_Fragmento de página_
Cuando llegan los primeros días de noviembre, seguramente pensamos un poco más sobre la muerte. Hay sabios que dicen que en nada piensa menos el hombre libre que en la muerte. Tampoco faltan quienes consideran que la verdadera sabiduría sólo procede de la meditación sobre la muerte.
Acaso sea éste uno de los síntomas más notables de la superficialidad que invade el tiempo actual: el ocultamiento de la muerte. Por lo demás, pensamos que la muerte es cosa de otros. Bueno siempre, menos una. Y es que a nadie nos gusta pensar sobre este tema, pero reflexionar sobre la muerte quizás es el tema más importante; caminamos en dirección a ella, no sabemos cuando nos tocará, pero tenemos el deber de mirar a nuestro alrededor, dar las gracias por cada minuto, y darle las gracias a ella por hacernos pensar en la importancia de cada actitud que tomamos o dejamos de tomar.
Para encarar la muerte como una gran compañera de viaje que está siempre sentada a nuestro lado, no deberíamos dejar jamás para mañana lo que podamos vivir hoy, y eso incluye alegrías, obligaciones hacia mi trabajo, pedir perdón cuando he hecho daño a alguien o la contemplación del momento presente como si fuera el último.
La pregunta transcendental que nos hacemos es, ¿cuándo? No nos importa mucho dónde moriremos; ni siquiera de qué moriremos. La pregunta clave es cuándo. Sin embargo, esta inquietante pregunta tiene una respuesta, para no vivir intranquilos, asustados, nerviosos… pensando que podemos morir esta noche, mañana, la semana que viene…
La respuesta no puede ser otra que estar preparados. Es decir, vivir como Dios manda, con la seguridad de la resurrección que Jesús con la suya nos ha garantizado.

_Datos registrados_
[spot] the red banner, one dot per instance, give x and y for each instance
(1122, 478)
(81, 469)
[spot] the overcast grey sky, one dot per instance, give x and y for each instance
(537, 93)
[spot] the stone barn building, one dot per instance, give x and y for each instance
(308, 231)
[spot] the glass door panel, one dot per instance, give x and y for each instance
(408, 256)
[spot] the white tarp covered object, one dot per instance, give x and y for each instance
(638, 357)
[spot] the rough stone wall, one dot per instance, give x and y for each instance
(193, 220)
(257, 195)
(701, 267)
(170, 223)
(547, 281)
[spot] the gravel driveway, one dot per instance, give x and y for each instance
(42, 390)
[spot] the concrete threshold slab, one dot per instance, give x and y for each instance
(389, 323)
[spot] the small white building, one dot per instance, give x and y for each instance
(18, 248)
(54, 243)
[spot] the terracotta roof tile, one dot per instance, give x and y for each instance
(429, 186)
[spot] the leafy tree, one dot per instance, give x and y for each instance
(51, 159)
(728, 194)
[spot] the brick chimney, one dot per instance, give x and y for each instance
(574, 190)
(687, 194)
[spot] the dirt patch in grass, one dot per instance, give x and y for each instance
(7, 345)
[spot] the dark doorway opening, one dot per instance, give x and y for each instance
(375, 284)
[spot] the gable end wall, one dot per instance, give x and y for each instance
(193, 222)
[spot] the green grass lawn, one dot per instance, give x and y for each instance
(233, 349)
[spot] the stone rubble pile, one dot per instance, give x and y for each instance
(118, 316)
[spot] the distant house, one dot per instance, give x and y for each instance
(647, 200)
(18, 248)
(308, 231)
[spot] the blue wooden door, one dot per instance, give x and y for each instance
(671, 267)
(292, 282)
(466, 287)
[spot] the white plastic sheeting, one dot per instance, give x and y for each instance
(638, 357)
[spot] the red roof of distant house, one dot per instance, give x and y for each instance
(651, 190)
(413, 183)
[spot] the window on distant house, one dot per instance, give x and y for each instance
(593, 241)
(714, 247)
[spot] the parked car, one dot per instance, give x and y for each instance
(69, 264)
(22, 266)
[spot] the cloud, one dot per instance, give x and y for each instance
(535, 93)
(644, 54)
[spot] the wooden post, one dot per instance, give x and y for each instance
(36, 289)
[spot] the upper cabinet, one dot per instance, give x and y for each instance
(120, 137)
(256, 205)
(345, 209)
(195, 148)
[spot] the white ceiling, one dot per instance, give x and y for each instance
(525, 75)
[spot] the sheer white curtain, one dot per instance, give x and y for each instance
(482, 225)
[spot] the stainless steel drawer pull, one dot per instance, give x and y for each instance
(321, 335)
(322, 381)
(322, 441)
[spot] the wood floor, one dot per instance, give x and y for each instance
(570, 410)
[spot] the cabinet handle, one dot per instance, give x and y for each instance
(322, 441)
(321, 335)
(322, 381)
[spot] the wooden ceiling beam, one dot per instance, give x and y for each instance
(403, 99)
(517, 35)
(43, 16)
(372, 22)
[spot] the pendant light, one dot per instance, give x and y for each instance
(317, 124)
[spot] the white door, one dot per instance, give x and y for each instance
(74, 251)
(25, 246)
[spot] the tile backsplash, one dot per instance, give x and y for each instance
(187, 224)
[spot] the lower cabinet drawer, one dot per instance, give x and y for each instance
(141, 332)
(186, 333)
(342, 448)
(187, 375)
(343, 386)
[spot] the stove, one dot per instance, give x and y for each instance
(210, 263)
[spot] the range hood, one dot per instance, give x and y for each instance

_Tarea_
Enumere todo lo que, según el texto sobre la muerte de arriba, no deberíamos dejar jamás para mañana.

_Solución propuesta_
- alegrías
- obligaciones hacia mi trabajo
- pedir perdón cuando he hecho daño a alguien
- la contemplación del momento presente como si fuera el último